> [Brief]:
Please provide the entries below again, word for word.

> [Record set]:
=== Begin Enclosure ===

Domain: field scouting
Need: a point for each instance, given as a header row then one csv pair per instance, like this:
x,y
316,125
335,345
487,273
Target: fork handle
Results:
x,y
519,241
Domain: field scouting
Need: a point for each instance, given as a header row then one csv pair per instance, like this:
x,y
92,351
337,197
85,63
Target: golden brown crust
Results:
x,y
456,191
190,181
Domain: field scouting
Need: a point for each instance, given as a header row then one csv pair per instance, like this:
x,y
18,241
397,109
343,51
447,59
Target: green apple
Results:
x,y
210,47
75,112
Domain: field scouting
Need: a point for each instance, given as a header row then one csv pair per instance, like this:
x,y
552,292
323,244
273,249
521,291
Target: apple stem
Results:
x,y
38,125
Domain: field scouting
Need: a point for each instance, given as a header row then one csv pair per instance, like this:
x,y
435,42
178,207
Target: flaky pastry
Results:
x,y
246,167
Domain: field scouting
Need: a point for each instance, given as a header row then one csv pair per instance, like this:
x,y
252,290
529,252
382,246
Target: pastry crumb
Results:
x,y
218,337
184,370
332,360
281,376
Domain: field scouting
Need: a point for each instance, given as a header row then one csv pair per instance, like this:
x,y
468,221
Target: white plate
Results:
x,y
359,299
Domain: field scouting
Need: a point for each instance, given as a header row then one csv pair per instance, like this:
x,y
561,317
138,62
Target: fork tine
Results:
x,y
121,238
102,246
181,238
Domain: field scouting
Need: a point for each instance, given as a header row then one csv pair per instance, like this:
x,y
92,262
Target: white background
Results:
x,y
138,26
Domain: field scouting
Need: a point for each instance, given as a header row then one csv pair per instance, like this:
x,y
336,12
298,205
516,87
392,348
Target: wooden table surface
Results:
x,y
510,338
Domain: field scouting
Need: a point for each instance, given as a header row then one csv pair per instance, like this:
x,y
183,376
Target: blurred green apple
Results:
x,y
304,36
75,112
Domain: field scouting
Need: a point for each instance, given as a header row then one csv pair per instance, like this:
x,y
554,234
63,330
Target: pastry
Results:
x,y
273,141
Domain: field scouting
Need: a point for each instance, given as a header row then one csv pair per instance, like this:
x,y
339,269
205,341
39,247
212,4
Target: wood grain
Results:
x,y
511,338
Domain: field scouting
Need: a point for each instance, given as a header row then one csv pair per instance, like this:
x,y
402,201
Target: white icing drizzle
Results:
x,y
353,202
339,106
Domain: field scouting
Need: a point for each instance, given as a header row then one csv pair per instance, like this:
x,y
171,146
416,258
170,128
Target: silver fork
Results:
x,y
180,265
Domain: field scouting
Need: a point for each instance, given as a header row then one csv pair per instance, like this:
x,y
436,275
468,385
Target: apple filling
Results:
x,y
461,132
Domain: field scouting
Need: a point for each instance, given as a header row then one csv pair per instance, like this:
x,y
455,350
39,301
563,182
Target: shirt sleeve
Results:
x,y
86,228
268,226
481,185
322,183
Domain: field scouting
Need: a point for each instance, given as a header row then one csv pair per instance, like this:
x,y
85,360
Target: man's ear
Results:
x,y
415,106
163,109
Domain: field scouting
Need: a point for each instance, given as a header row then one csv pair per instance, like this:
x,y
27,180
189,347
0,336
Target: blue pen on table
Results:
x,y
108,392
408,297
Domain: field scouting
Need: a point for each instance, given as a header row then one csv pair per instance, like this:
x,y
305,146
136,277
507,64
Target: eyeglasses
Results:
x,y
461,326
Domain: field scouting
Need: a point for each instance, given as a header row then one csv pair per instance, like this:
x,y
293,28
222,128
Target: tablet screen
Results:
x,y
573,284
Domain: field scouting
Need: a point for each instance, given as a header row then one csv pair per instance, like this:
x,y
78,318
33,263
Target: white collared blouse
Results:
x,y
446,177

=== End Enclosure ===

> [Finished exercise]:
Domain: field scouting
Need: a point for each instance, given as a header row then one csv pair per instance, like this:
x,y
316,125
335,345
487,273
Target: fork handle
Results:
x,y
519,241
Domain: field scouting
Need: a point for each instance, given as a header row then one csv pair per instance, like this:
x,y
92,351
337,197
85,63
Target: golden brown crust
Results:
x,y
456,191
190,181
Domain: field scouting
Need: a point for each instance, given as a header row then one csv pair per instance, like this:
x,y
18,241
397,109
343,51
447,59
Target: green apple
Results:
x,y
210,47
75,112
Domain: field scouting
Need: a point for each instance, given as a header row then one csv pair per instance, like this:
x,y
552,292
323,244
273,249
521,291
Target: apple stem
Results:
x,y
38,125
Domain: field scouting
Need: a point for each instance, given as a header row then one csv pair per instance, like this:
x,y
435,42
178,207
Target: flaky pastry
Results:
x,y
246,167
Domain: field scouting
Need: a point for each instance, given as a header row then one csv pair per instance, like this:
x,y
252,290
529,252
382,246
Target: pastry crumb
Results:
x,y
218,337
184,370
332,360
281,376
Domain: field scouting
Need: a point for each instance, given as a header row then one csv pair per instance, like this:
x,y
468,221
Target: white plate
Results:
x,y
359,299
Domain: field scouting
Need: a point for each instance, given as a header row then one csv pair per instance, like this:
x,y
561,317
138,62
Target: fork tine
Results:
x,y
121,238
102,246
181,238
Domain: field scouting
Need: a point for each instance, given as a header row then one csv pair per instance, like this:
x,y
92,262
Target: white background
Results:
x,y
138,26
Domain: field scouting
Need: a point for each instance, given as a header row then one csv pair per instance, like this:
x,y
336,12
298,205
516,87
392,348
Target: wooden table surface
Results:
x,y
510,338
Domain: field scouting
Need: a point for each instance, given as a header row then one csv pair per instance, like this:
x,y
183,376
Target: blurred green apple
Results:
x,y
304,36
75,112
Domain: field scouting
Need: a point for each instance, given as a header row then one csv pair per instance, like this:
x,y
554,234
63,330
Target: pastry
Results:
x,y
273,141
Domain: field scouting
Need: a point for each instance, given as a header row then one csv pair per instance, like this:
x,y
339,269
205,341
39,247
212,4
Target: wood grain
Results:
x,y
511,338
Domain: field scouting
Need: a point for each instance, given as a header row then one csv pair per instance, like this:
x,y
402,201
Target: white icing drizzle
Results:
x,y
353,202
339,106
Domain: field scouting
Need: a point for each instance, given as a header row then one csv pair per instance, like this:
x,y
171,146
416,258
170,128
Target: silver fork
Results:
x,y
180,265
Domain: field scouting
Need: a point for each instance, given as a header row then one csv pair per instance, like this:
x,y
436,275
468,385
Target: apple filling
Results:
x,y
461,132
Domain: field scouting
Need: a point for each instance, given as a header row then one csv pair per instance, like this:
x,y
455,350
39,301
563,182
Target: shirt sleeve
Results:
x,y
86,228
268,226
481,185
322,183
Domain: field scouting
Need: a point for each instance, given as a header row then one csv pair per instance, like this:
x,y
85,360
Target: man's ear
Results:
x,y
415,106
163,109
Domain: field scouting
Need: a point for each instance, given as a header row then one csv pair per instance, like this:
x,y
27,180
189,347
0,336
Target: blue pen on table
Results:
x,y
108,392
408,297
Domain: field scouting
Need: a point for each instance, given as a header row then one csv pair per instance, like this:
x,y
305,146
136,277
507,64
Target: eyeglasses
Results:
x,y
461,326
Domain: field scouting
Need: a point for each instance, given as a header row then one csv pair per instance, like this:
x,y
293,28
222,128
Target: tablet screen
Results:
x,y
573,284
Domain: field scouting
Need: a point for each instance, given as a header row then one csv pair per instance, like this:
x,y
78,318
33,263
Target: white collared blouse
Results:
x,y
446,177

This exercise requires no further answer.